■ **Request**: Reproduce the records from the line containing "For every instance of the fender, mark" through the line containing "[[497, 340], [100, 336]]", changing "largest circle" to "biggest circle" and keeping everything else identical.
__________
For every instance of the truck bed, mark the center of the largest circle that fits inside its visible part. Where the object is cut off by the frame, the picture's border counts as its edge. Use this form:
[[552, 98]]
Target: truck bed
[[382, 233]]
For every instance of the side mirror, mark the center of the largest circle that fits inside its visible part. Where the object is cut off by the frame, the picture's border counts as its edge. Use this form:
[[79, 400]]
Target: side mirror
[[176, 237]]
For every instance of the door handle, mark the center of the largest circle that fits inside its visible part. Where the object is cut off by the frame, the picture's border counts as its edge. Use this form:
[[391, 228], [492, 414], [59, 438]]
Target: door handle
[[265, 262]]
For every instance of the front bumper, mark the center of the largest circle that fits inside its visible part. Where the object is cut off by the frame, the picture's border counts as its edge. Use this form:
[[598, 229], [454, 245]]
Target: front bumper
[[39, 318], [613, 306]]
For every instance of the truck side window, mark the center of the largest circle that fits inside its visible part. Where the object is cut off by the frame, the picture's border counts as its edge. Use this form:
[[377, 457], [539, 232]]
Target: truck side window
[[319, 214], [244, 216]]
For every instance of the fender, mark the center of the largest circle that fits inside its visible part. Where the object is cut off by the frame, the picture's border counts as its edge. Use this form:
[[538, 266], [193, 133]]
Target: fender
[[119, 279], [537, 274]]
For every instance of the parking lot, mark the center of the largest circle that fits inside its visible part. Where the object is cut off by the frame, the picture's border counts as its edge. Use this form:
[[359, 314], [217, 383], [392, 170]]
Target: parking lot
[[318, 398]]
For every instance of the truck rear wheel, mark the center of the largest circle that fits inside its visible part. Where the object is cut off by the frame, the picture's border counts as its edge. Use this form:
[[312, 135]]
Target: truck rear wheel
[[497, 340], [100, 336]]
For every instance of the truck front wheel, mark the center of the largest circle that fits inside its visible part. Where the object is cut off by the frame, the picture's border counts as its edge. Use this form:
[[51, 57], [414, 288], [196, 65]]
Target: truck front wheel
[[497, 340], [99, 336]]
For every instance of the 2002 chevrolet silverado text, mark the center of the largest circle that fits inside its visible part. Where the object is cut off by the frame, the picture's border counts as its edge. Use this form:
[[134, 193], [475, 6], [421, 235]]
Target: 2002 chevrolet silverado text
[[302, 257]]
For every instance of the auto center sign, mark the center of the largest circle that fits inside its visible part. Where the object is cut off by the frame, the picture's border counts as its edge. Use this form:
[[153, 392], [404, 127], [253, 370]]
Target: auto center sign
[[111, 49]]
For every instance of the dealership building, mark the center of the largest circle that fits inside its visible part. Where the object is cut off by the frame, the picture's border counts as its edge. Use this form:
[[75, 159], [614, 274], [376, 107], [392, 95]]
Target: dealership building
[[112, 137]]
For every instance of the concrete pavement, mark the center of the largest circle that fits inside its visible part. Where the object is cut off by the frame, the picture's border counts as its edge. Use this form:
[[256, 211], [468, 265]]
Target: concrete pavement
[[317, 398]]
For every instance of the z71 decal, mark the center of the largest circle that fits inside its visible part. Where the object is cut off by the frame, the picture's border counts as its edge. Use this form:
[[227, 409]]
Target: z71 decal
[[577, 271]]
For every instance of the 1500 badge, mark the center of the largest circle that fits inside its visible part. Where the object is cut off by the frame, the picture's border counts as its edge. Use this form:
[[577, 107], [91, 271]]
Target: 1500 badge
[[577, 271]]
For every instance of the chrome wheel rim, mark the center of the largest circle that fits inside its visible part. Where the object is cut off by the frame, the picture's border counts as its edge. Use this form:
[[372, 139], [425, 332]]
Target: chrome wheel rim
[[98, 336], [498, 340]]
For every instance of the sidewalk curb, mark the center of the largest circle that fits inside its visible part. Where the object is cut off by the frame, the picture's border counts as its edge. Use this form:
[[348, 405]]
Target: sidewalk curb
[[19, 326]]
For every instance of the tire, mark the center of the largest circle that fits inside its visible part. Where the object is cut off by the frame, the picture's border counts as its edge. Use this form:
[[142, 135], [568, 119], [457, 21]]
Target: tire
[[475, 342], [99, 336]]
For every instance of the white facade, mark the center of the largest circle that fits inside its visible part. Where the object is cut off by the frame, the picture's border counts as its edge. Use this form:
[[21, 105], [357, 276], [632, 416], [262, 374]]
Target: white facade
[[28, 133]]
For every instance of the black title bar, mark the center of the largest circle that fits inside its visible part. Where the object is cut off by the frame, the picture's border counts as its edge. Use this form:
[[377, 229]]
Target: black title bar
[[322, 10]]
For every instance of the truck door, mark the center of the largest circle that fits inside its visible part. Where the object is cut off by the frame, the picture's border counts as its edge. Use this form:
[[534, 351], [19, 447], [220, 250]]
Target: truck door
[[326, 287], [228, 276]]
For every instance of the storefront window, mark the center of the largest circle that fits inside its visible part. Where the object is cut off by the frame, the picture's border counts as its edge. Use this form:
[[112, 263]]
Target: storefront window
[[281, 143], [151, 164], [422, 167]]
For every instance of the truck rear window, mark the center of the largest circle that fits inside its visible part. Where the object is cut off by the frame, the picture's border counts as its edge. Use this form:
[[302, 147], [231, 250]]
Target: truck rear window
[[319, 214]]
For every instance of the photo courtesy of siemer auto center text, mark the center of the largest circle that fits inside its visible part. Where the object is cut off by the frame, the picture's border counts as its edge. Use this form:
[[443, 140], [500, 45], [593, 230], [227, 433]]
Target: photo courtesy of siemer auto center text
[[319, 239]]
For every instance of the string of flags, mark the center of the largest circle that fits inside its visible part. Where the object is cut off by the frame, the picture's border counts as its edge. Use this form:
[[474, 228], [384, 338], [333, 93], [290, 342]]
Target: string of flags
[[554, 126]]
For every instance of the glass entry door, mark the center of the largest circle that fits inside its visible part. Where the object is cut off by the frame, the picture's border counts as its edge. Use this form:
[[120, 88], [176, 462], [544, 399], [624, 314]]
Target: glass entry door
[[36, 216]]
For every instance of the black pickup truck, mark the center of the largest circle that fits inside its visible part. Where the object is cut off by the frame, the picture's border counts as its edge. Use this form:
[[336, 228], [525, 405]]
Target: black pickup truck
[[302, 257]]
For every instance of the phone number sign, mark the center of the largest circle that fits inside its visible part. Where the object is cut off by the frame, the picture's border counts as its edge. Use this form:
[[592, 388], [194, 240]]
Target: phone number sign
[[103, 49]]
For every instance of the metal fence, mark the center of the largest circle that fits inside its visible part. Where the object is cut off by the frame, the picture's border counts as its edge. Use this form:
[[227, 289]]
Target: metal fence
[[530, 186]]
__________
■ **Answer in full**:
For every instance of the fender, mark the center of the biggest circle that fits inside its visible part. Where the object is cut off by the frame, the picture's border counts as its edge. Use this form:
[[538, 266], [193, 133]]
Target: fender
[[119, 279], [537, 274]]
For every instance of the parking lot, mark the center of the biggest circle that fits inside its visible part. Where the object is cut off by the frame, the picture's border counts as its edge. Use this form:
[[359, 314], [217, 383], [392, 170]]
Target: parking lot
[[318, 398]]
For every instance of the truck rear wheel, mark the center of the biggest circle that fits inside its visible part. Where the object is cut off by the frame, the picture's border counts as its edge. Use this form:
[[312, 135]]
Target: truck rear wheel
[[497, 340], [100, 336]]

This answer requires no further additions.